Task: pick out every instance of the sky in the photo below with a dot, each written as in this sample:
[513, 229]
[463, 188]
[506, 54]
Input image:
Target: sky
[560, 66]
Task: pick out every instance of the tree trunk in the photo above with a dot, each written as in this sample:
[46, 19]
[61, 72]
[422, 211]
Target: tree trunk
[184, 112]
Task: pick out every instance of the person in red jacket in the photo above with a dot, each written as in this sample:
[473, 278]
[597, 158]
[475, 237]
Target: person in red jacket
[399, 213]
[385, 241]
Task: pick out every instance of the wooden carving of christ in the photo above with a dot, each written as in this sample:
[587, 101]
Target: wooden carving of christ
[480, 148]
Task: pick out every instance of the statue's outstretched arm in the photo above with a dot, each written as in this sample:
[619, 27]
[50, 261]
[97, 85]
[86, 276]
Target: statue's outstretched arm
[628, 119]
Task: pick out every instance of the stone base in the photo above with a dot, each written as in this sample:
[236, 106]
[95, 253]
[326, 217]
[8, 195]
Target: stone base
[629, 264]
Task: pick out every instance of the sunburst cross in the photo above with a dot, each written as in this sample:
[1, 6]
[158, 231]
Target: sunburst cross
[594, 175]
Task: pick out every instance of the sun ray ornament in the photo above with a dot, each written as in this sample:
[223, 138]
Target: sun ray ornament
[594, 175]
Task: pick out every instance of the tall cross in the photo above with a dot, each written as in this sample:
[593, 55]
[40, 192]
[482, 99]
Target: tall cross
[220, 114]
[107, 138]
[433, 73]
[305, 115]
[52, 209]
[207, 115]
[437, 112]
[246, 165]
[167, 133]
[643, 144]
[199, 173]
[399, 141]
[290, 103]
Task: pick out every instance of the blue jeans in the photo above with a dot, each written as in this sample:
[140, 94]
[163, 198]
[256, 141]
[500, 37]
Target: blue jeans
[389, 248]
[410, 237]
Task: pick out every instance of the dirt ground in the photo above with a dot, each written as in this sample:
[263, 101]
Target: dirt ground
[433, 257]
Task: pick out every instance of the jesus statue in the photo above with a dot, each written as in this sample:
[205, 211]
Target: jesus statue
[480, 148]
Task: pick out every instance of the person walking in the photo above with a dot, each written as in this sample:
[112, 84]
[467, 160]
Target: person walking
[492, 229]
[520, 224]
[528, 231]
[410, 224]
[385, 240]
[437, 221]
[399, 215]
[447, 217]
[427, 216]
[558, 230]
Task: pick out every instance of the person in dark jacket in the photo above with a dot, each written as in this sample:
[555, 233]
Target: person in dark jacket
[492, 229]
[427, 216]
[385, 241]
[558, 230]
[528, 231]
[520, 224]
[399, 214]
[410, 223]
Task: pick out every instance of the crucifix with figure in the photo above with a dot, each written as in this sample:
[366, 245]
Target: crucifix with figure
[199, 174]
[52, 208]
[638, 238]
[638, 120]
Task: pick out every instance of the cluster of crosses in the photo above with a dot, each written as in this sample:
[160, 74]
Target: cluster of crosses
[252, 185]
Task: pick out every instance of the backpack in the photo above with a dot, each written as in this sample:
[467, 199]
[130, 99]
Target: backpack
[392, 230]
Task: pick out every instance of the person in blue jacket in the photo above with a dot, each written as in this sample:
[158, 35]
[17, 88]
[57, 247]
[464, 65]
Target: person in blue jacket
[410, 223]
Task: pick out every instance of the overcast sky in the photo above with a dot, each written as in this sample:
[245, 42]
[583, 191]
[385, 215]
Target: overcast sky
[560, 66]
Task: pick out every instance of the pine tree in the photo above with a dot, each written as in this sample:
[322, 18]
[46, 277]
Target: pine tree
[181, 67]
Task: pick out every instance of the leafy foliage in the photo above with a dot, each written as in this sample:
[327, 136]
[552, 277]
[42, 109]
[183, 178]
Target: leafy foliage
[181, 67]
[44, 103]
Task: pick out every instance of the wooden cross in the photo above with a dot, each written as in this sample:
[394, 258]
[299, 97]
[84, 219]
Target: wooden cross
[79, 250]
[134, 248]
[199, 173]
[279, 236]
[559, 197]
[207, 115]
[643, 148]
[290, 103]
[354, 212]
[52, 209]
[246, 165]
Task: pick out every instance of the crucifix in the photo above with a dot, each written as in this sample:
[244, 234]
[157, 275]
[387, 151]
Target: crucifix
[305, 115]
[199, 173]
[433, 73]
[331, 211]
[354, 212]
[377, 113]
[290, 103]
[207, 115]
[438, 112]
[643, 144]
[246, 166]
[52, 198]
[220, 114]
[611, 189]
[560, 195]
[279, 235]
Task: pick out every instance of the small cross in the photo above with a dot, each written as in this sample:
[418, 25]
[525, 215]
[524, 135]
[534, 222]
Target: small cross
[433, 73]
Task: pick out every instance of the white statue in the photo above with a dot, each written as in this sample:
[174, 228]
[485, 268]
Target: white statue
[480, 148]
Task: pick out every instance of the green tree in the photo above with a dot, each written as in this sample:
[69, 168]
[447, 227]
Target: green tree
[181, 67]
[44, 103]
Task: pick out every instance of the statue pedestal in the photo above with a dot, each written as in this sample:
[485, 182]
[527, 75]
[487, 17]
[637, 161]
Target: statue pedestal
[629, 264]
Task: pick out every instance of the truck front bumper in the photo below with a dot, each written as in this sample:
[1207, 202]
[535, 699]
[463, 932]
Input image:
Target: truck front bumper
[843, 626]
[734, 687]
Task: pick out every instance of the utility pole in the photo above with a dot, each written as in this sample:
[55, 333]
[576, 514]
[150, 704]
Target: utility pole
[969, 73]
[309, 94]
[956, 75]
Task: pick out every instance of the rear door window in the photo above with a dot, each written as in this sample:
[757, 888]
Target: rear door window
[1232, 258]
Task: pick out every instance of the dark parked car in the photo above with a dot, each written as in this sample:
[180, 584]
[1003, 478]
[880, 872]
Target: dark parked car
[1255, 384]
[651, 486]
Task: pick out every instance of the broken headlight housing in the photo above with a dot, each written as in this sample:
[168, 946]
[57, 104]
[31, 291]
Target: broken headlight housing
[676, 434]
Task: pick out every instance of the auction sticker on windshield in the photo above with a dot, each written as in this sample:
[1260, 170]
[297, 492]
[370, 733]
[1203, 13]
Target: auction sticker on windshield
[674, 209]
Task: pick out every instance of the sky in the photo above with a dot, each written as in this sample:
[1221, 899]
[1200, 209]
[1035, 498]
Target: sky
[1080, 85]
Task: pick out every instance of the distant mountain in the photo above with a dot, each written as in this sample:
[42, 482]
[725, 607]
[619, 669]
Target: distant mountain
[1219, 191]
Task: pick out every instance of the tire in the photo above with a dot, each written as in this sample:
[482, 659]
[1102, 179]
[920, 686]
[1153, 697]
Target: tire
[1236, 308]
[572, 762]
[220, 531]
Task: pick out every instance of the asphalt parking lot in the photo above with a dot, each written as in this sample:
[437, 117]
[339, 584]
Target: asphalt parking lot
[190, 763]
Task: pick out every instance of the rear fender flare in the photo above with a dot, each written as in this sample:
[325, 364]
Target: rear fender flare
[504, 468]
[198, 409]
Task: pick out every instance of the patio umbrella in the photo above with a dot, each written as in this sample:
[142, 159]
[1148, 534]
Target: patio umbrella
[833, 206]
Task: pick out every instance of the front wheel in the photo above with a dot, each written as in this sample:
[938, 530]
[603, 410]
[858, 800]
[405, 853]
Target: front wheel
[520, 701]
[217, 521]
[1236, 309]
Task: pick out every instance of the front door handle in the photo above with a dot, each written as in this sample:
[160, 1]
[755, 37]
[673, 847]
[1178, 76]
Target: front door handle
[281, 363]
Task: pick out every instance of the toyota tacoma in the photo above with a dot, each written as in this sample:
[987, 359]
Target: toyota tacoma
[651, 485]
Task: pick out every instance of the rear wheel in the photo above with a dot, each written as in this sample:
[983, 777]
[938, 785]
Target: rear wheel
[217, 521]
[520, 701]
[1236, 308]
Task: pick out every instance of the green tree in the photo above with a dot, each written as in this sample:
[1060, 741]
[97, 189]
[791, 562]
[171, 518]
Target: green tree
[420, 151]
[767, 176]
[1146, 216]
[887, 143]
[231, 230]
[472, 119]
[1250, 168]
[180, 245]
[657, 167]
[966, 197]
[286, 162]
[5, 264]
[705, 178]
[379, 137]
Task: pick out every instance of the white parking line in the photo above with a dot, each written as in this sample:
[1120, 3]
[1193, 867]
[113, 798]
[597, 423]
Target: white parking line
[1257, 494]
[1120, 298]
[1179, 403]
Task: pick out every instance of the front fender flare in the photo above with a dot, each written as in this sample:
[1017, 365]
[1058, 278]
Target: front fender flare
——————
# TASK DESCRIPTION
Give every line from the line containing "Task: pick out every instance of the front door" through the line containing "[1179, 403]", both included, as a JSON list of strings with one string per line and blank lines left out.

# RESPONSE TO THIS TASK
[
  "Task: pick out every instance of the front door handle in the photo above with a dot, each written as in this sample:",
  "[160, 1]",
  "[755, 37]",
  "[673, 847]",
  "[1178, 76]",
  "Target: front door handle",
  "[281, 363]",
  "Task: pick out every instance of the toyota tacoma in the photo above with a dot, each written as in this sample:",
  "[987, 359]",
  "Target: toyota tacoma",
  "[651, 485]",
  "Task: pick out every instance of the rear wheel in the photo above with a dot, each written as in this sample:",
  "[983, 777]",
  "[938, 785]",
  "Target: rear wheel",
  "[217, 521]",
  "[520, 701]",
  "[1236, 308]",
  "Task: pick out every instance of the green tree in the photo above with a dot, each written as in this sample:",
  "[1060, 741]",
  "[97, 189]",
  "[791, 562]",
  "[171, 518]",
  "Target: green tree",
  "[420, 151]",
  "[767, 176]",
  "[1146, 216]",
  "[887, 143]",
  "[231, 230]",
  "[472, 119]",
  "[1250, 168]",
  "[180, 245]",
  "[657, 167]",
  "[966, 197]",
  "[286, 162]",
  "[5, 264]",
  "[705, 178]",
  "[379, 137]",
  "Task: pick out every instance of the white parking line in the photo above with a dot, each written as in this sample:",
  "[1120, 3]",
  "[1193, 867]",
  "[113, 798]",
  "[597, 423]",
  "Target: white parking line",
  "[1257, 494]",
  "[1120, 298]",
  "[1179, 403]"
]